### RAW RECORDS ###

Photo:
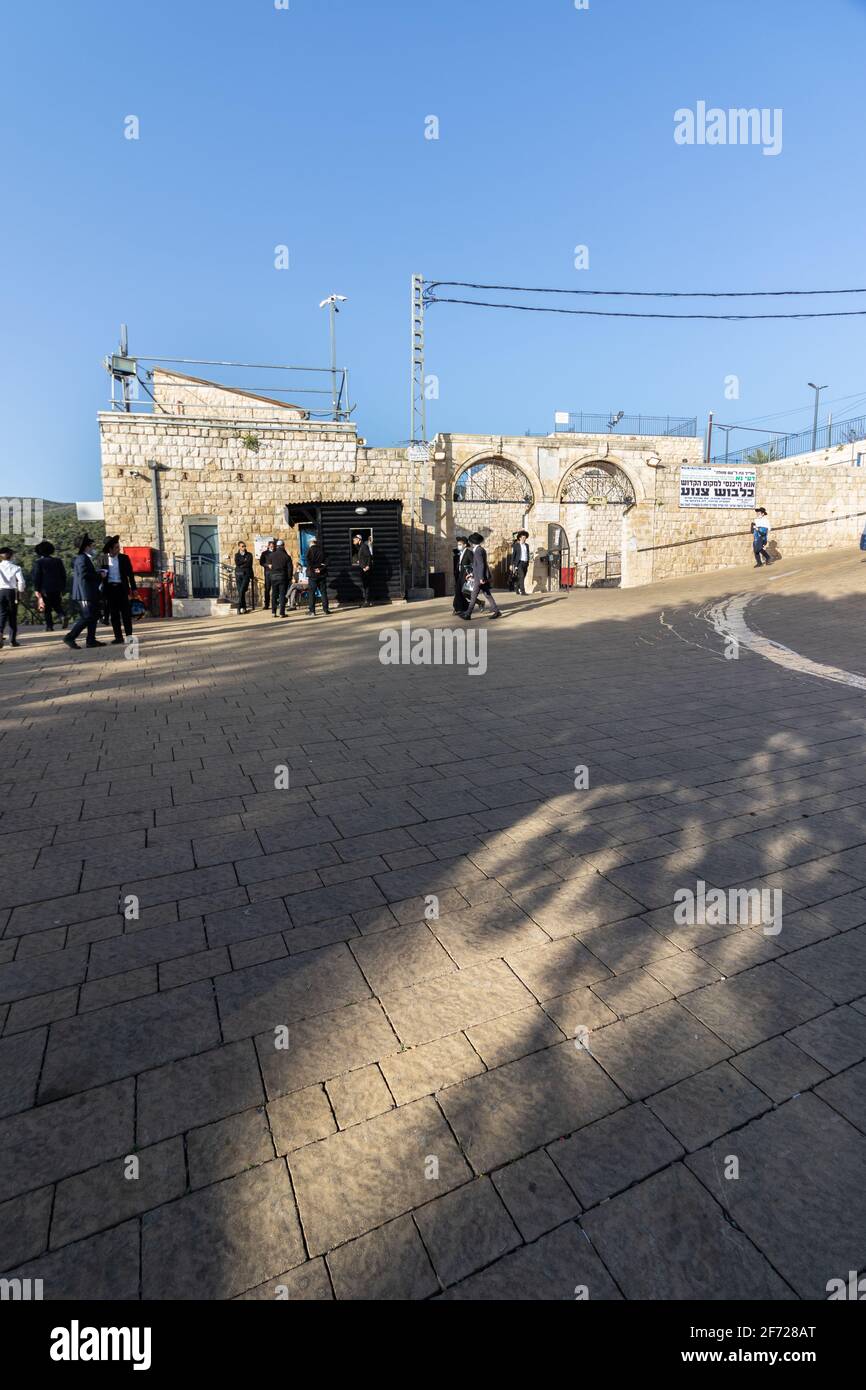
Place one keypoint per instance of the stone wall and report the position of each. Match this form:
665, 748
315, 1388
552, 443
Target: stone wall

###
### RAW RECORDS ###

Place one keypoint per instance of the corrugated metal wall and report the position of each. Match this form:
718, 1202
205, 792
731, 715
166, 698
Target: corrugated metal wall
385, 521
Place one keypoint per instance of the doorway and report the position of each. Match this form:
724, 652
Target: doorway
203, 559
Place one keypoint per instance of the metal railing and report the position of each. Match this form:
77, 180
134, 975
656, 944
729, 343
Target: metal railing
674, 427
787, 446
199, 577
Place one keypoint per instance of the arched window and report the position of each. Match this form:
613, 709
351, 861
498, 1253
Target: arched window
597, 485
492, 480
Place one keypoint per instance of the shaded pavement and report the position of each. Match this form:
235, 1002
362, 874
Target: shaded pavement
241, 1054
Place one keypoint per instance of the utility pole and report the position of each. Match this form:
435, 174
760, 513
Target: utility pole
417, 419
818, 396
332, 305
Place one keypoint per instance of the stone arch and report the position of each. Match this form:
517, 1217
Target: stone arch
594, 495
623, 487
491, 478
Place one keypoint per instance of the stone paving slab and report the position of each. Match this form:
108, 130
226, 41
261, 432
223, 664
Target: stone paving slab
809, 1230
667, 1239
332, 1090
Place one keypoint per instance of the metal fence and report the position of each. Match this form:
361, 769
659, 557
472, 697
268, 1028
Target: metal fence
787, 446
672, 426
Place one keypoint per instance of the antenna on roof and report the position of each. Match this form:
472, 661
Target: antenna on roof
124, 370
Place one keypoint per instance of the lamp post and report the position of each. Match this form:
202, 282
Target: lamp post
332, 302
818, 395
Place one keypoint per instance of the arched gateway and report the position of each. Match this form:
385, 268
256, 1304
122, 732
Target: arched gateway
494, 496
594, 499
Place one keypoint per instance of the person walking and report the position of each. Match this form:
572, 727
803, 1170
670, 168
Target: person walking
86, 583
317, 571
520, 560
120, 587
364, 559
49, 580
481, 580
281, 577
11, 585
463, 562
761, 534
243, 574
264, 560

###
### RAW RECORDS ###

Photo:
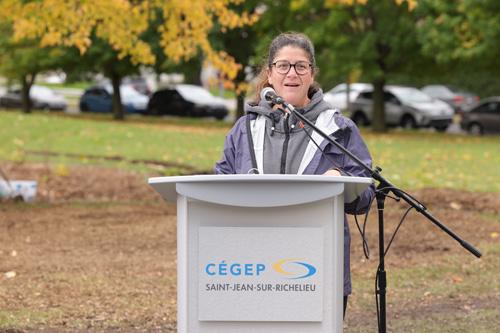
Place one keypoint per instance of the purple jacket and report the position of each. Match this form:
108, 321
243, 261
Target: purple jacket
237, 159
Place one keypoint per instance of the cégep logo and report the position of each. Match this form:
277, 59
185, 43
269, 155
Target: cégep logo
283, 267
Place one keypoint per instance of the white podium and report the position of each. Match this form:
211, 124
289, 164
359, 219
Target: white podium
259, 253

###

WHAT THE TASK REQUIRES: Gather every line above that contains the word "arched", treating case as significant.

SOLUTION TO THE PROBLEM:
Place one keypoint per instance of the arched window and report the position of each. Match this form:
Target: arched window
Place one keypoint per instance of the arched gateway and report the position of each. Match this form:
Target: arched gateway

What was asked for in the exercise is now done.